• **Stated task**
Carry on the Donegal travel account below from its final sentence.

• **Extract to read**
We slept soundly in our beautiful suite at the Abbey Hotel and feeling refreshed, headed downstairs for breakfast in their Market House restaurant. After being tempted with an array of hot and cold dishes we were ready for the day ahead and a morning stroll around the attractive small town of Donegal.

Our walk took us to Hanna Hats of Donegal where we were given a tour of the workshop. This local business is steeped in history as it was established in 1924 by David Hanna and is now run by Eleanor and John Patrick, the third generation of the family. It is Ireland’s last operating headwear workshop where each hat is handcrafted by a skilled team using many of the original age old traditions.

Visitors are welcome to the workshop to browse and purchase the beautiful Irish tweed hats and caps and take a look in the factory to observe the cutting, sewing and pressing processes. At the final stage each hat is quality inspected and then steamed using a hand held iron.

We couldn’t return home without taking a little piece of Donegal’s history with us, but what to select as we were spoilt for choice. With the help of Eleanor, we finally decided on a stylish Slieve League tweed hat and a vintage tweed cap both of which fitted us perfectly and felt so comfortable to wear.

Our walk then took us past Donegal Castle which towers over the River Eske. For most of the last two centuries the majority of its buildings lay in ruins but the castle was almost fully restored in the early 1990’s. Unfortunately we didn’t have time to visit but as Donegal is such a gem of a town and a place we had fallen in love with, I’m certain we will be returning for a longer stay before too long.

After checking out of the Abbey Hotel, we popped our luggage into the car and then took a final walk along the quayside soaking up the splendid views across to Donegal Bay. Boat trips operate from here during the summer months, yet another reason for us to come back soon.

Our plan for the morning was to visit the Slieve League cliffs and on the way we made a brief stop in Killybegs. The town is Ireland’s largest fishing port but don’t let that put you off as although it’s a working harbour it’s very pretty and a walk through the small town is also of interest.

The maritime museum was the former home of Donegal Carpets who supplied royalty, palaces and the White House. On display is the longest carpet loom in the world where eight weavers would have worked, sitting alongside each other in a line.

Back in the car again, we continued onto the Slieve League Cliffs approximately an hour’s drive from Donegal Town. The cliffs which are also known locally as Sliabh Liag Cliffs are three times the height of the Cliffs of Moher in County Clare and stand at 1,972 ft (601m) making them one of the highest sea cliffs in Europe.

There are several options for parking at the cliffs. Parking at the visitor centre is free of charge and from there it is a 45 minute walk up to the viewpoint. Visitors can also drive slightly nearer to a small pay and display car park (€5) just before a set of gates that is used to keep livestock from straying.

We took the easy option of opting for the Sliagh Liag Tours shuttle bus which takes visitors from outside the Ti Linn cafe to the Bunglass Viewpoint with an informative guided commentary in both directions. The service usually operates at 20 minute intervals meaning that visitors can stay as long as they wish.

The short walk to the viewpoint is then fully accessible and from there we enjoyed breathtaking views of the cliffs and being clear we could see across to the counties of Sligo and Mayo. These awe inspiring cliffs are prone to extremely strong winds and the gorgeous tweed hat I’d just acquired was styled a Slieve League design but there was no way I would have worn it on the cliff tops for fear of it blowing off!

Pointing records:
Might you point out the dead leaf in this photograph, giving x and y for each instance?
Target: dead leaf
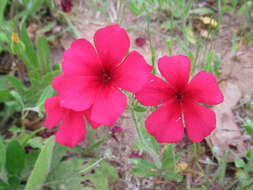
(227, 134)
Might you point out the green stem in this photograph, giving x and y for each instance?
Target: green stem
(149, 150)
(23, 115)
(194, 151)
(73, 28)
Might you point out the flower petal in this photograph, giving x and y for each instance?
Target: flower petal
(72, 129)
(76, 92)
(204, 89)
(165, 124)
(199, 121)
(175, 69)
(81, 59)
(133, 73)
(92, 123)
(109, 104)
(54, 112)
(112, 44)
(154, 92)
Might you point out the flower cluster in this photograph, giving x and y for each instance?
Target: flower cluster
(91, 83)
(180, 101)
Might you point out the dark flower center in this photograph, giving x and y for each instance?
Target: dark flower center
(106, 77)
(179, 95)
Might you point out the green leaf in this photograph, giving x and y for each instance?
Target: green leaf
(17, 84)
(202, 11)
(66, 173)
(5, 95)
(30, 52)
(42, 166)
(249, 126)
(144, 168)
(30, 161)
(244, 8)
(250, 154)
(14, 182)
(136, 6)
(15, 158)
(140, 108)
(3, 4)
(239, 163)
(2, 154)
(169, 159)
(43, 53)
(46, 93)
(3, 186)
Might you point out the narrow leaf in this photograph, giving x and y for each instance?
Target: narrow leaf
(42, 166)
(15, 158)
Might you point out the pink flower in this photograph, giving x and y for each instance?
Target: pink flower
(140, 41)
(72, 128)
(93, 79)
(180, 101)
(66, 5)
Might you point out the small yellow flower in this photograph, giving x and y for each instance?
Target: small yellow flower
(209, 21)
(182, 166)
(15, 37)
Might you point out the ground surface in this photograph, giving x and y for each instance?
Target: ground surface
(235, 82)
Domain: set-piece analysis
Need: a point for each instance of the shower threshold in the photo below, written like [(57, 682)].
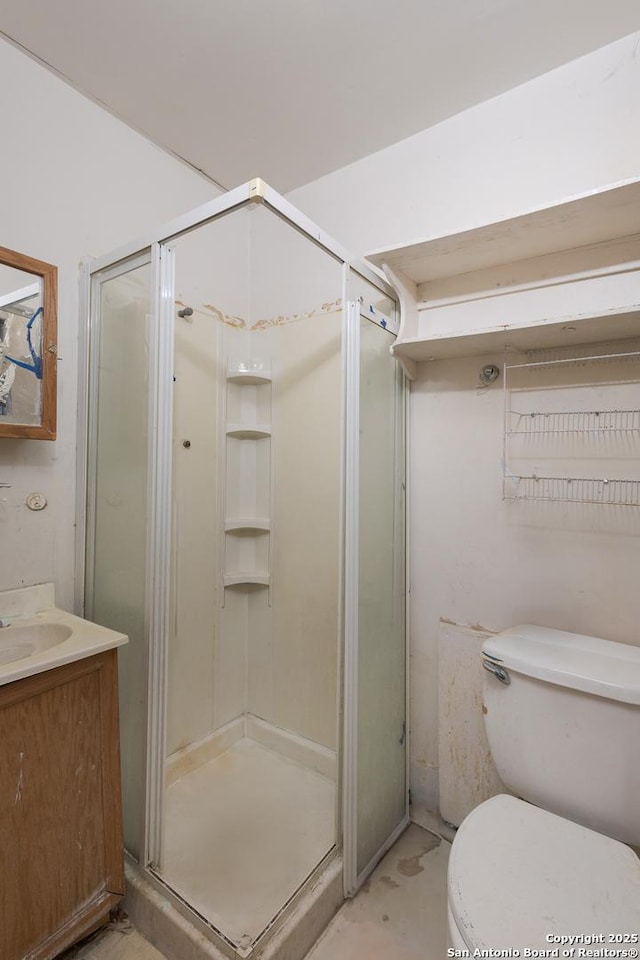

• **Written answer**
There are ruins of a monastic chapel near the summit as the cliffs have been a place of sacred pilgrimage for over 1,000 years. Returning back in the minibus our driver pointed out a 19th century watchtower at the end of Carrigan Head. The watchtower was constructed to defend the north west coast from the threat of a Napoleonic invasion. He also told us that the narrow ledges of the cliffs attract thousands of seabirds in the spring and early summer drawing thousands of birdwatchers to the area. Visiting Slieve League cliffs was a memorable experience and one I recommend adding to a visit to the north west of Ireland.

Back at the visitor centre, we warmed up with cappuccinos in the Ti Linn Cafe which is renowned for its delicious home baked cakes. Next to the cafe is a gift shop showcasing local talent so we popped in there for a look around before returning to the car. On the way to our next location we drove past the beautiful Fintra beach, which even in October looked inviting.

Within less than an hour we’d arrived at Harvey’s Point, on the edge of Lough Eske where we had arranged to have a late lunch. The hotel sits in an idyllic position at the water’s edge amid the backdrop of the Bluestack Mountains just five miles from Donegal Town.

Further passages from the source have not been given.